> _Activity_
Please print each of the entries below exactly.

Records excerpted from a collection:
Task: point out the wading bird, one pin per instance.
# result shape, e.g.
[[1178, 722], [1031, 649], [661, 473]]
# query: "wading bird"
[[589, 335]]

> _Response to this task_
Task: point out the wading bird, one pin per instance.
# result shape, e.g.
[[1178, 722], [1031, 649], [661, 473]]
# query: "wading bird"
[[589, 335]]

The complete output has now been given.